*** Information shown Section Begins ***

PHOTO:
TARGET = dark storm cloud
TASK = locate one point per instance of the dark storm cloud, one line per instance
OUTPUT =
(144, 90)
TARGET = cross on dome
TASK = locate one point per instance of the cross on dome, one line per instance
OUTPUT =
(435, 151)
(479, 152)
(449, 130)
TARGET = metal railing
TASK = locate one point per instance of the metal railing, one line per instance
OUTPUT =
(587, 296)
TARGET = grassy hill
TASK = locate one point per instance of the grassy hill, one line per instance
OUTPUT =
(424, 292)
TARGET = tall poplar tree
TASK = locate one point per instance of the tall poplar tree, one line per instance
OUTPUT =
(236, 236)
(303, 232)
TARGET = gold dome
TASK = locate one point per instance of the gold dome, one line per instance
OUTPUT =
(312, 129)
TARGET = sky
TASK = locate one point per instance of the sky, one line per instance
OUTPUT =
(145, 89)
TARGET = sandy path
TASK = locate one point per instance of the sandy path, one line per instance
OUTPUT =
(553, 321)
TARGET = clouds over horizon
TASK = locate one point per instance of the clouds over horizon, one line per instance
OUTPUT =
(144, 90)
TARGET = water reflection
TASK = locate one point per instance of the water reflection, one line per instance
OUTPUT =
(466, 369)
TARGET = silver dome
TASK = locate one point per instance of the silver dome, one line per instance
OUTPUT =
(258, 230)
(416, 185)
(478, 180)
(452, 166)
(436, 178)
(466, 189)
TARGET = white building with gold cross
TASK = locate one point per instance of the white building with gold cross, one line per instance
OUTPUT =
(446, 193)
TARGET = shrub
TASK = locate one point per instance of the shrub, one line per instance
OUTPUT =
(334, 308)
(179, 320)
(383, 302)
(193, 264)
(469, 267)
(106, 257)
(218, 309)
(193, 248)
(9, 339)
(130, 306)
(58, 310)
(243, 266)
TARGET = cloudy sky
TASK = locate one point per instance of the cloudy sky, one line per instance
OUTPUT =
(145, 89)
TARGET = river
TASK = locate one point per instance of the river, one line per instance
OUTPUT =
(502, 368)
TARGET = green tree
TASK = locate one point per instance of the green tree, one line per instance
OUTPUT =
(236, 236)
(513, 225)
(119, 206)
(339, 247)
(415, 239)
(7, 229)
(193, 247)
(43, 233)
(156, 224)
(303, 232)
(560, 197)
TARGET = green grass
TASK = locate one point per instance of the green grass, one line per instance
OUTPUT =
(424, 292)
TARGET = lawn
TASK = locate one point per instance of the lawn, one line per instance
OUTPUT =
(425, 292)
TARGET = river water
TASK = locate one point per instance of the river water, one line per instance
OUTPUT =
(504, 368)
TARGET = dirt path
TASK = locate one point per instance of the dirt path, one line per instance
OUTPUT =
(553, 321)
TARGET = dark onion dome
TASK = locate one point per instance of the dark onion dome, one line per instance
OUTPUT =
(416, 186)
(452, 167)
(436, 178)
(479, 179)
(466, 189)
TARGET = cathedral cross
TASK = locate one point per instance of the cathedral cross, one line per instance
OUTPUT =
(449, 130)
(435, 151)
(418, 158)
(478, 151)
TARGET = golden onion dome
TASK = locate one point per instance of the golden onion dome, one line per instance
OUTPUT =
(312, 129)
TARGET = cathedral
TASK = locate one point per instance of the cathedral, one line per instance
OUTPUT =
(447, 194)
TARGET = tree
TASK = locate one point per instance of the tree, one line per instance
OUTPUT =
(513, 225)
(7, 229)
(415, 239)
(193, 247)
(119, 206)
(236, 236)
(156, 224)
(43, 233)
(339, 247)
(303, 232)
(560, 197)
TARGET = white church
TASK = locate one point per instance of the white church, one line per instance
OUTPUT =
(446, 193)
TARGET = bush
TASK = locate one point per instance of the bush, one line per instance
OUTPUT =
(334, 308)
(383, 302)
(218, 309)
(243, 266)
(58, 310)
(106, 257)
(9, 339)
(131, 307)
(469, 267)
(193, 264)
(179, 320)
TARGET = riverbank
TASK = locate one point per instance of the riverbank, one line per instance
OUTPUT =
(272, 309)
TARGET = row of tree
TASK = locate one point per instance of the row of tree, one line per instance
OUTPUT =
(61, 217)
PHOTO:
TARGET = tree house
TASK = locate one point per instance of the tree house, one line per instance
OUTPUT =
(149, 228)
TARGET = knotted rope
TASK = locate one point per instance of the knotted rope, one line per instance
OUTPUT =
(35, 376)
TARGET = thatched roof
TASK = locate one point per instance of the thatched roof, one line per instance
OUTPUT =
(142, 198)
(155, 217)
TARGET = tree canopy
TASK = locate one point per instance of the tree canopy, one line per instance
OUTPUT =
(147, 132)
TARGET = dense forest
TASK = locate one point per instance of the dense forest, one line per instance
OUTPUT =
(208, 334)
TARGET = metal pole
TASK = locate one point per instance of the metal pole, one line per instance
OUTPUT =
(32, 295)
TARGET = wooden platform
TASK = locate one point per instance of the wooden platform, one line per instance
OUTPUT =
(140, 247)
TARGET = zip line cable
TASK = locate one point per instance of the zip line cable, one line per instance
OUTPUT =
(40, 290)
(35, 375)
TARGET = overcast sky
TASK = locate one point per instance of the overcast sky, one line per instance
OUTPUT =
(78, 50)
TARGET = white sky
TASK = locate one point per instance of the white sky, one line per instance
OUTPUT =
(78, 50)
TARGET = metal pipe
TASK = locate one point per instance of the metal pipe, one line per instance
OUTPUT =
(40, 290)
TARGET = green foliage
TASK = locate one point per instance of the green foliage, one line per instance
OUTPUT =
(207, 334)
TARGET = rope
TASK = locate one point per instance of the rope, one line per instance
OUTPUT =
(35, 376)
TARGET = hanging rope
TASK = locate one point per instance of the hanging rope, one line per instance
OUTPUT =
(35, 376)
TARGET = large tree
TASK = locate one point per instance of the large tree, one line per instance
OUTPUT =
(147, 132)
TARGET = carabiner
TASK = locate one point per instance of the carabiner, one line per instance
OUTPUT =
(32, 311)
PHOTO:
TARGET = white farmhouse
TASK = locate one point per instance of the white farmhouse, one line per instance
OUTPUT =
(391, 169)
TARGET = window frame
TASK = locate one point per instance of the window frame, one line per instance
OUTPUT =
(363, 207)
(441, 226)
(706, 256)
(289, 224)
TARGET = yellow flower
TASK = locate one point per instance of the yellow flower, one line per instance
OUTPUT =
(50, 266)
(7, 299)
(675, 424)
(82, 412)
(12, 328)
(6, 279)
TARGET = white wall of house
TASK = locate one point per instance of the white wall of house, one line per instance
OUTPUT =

*** Information shown Section Ends ***

The required output is every line above from the one with "TASK = locate one point per instance of the cross" down to the one with "TARGET = tall poplar tree", restated word for word, ends included.

**Exercise solution**:
TASK = locate one point per instance of the cross on dome, one line per instance
OUTPUT =
(435, 151)
(479, 152)
(449, 130)
TARGET = metal railing
TASK = locate one point per instance of the metal railing, one line per instance
OUTPUT =
(587, 296)
TARGET = grassy hill
TASK = locate one point per instance of the grassy hill, one line per instance
OUTPUT =
(424, 292)
TARGET = tall poplar tree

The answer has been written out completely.